### ACTIVITIES
1. Write out the passage of the forum post on GradCAM and image segmentation between "Another question for" and "quite huge already.", inclusive.
2. Extend the forum post on GradCAM and image segmentation, picking up after its final sentence.

I have a general question regarding GradCAM vs Image Segmentation. It seems like GradCAM is able to locate the disease area based on the CNN model used in learning multiclass disease labels. It doesn’t require retraining a new model. Image Segmentation on the other hand do need labelled data on pixel ( or voxel ) label across all disease classes. Then wouldn’t GradCAM be enough already to do the job of highlighting the disease? Why would people need Image Segmentation here? I understand Image Segmentation is useful for car auto-driving objection detection because it require precise boundary of detected object for safe driving. But here in medical images, it seems like GradCAM can do the job already.
Another question for Image Segmentation specifically. Based on my understanding, to train/evaluate the model, train / dev / test datasets need to have labels for each pixel ( or voxel). Is this even humanly possible to manually label all pixels (or voxels) for thousands of thousands of image samples? Especially for high resolution X-rays/CT-scan when the image size is quite huge already.

### PROVIDED MATERIAL
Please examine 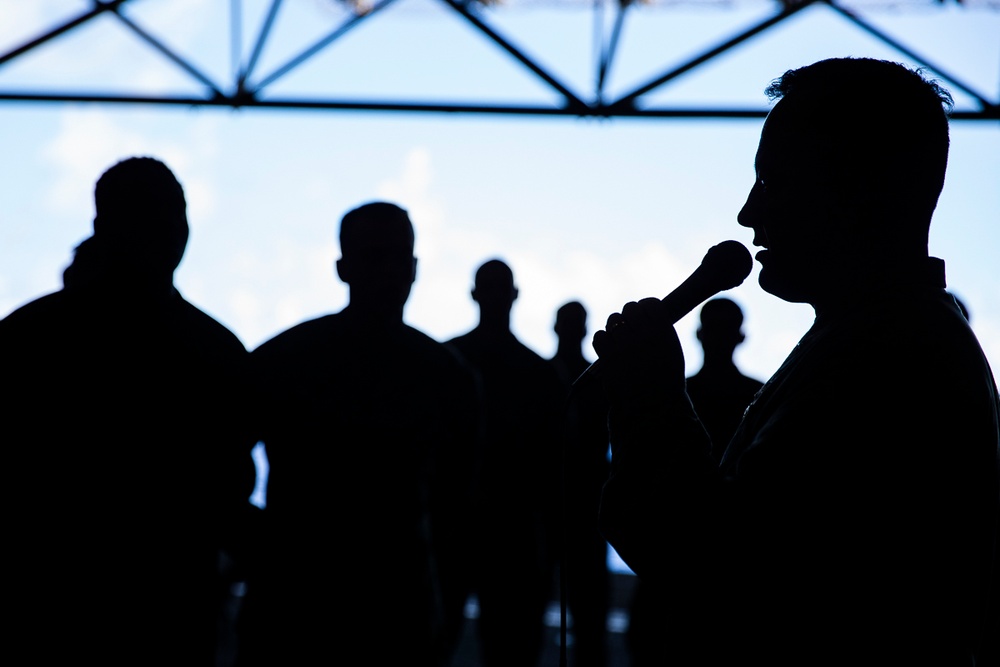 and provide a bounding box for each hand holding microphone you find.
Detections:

### ANSWERS BELOW
1.
Another question for Image Segmentation specifically. Based on my understanding, to train/evaluate the model, train / dev / test datasets need to have labels for each pixel ( or voxel). Is this even humanly possible to manually label all pixels (or voxels) for thousands of thousands of image samples? Especially for high resolution X-rays/CT-scan when the image size is quite huge already.

2.
In addition, image processing often include a preprocessing step to normalize/scale the picture, including its size. During training, for an input image which has pixel (or voxel) level labels before feeding into model to learn, how would you handle these labels after the picture is rescales? For example, originally you have 1024 * 1024 labels for each pixel, what the labels would be for a rescaled image of 300 * 300 during training?